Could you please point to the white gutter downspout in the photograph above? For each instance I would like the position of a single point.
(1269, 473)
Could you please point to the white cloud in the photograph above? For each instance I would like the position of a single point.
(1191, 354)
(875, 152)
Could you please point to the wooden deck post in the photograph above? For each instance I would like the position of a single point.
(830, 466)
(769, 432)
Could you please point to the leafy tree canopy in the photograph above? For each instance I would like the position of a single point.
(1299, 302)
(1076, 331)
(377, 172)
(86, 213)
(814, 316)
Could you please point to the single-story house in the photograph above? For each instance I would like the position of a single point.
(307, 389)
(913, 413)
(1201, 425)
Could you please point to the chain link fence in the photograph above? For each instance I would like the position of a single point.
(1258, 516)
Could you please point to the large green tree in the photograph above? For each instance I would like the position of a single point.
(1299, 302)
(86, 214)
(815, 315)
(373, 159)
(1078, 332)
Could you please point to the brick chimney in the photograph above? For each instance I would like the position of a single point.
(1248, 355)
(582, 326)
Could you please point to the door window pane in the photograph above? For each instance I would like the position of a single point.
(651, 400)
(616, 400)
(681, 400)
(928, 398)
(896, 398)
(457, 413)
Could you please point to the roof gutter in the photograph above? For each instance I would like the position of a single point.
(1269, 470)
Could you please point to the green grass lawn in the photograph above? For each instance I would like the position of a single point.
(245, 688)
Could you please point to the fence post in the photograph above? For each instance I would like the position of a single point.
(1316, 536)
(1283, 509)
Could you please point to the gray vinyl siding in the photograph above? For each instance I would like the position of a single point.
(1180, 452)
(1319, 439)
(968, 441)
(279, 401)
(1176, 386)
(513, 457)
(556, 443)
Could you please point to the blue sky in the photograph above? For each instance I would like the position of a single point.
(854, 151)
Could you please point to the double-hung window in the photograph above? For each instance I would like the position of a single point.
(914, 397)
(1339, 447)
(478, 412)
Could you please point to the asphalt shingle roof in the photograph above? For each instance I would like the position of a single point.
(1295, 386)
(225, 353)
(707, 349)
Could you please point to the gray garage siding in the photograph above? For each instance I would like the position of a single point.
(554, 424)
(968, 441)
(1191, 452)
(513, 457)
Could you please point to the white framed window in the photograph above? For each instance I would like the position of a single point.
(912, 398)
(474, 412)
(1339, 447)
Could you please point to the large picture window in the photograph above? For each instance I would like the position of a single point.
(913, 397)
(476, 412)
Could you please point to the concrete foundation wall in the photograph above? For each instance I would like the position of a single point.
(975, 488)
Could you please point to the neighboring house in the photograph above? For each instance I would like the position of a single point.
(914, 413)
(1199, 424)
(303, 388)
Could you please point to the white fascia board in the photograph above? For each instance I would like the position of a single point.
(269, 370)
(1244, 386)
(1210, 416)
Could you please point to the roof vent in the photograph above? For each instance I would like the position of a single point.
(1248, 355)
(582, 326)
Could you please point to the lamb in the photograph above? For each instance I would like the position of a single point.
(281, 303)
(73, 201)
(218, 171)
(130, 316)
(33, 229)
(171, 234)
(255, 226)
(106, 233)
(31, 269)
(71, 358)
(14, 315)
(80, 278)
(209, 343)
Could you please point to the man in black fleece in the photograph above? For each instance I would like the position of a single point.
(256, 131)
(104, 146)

+ + +

The exercise: Extract every line from the one containing "Could you please point to the white fascia" through the last line of the data, inclusive, exactly as written.

Task response:
Could you please point to the white fascia board in the photograph above? For each instance I would like the position of a single point.
(269, 370)
(1244, 386)
(1210, 416)
Could you please point to the roof vent in the photograph above? For each instance I would like the position of a single point.
(1248, 355)
(582, 326)
Could you please point to the lamb in the photograph above? For each instance I would like the position of a single point.
(281, 303)
(73, 201)
(218, 171)
(130, 316)
(33, 229)
(171, 234)
(255, 226)
(106, 233)
(31, 269)
(71, 358)
(14, 315)
(80, 278)
(209, 343)
Could you please point to the man in black fleece in the photograph above? For each instance I would like the position of a single point.
(256, 131)
(104, 146)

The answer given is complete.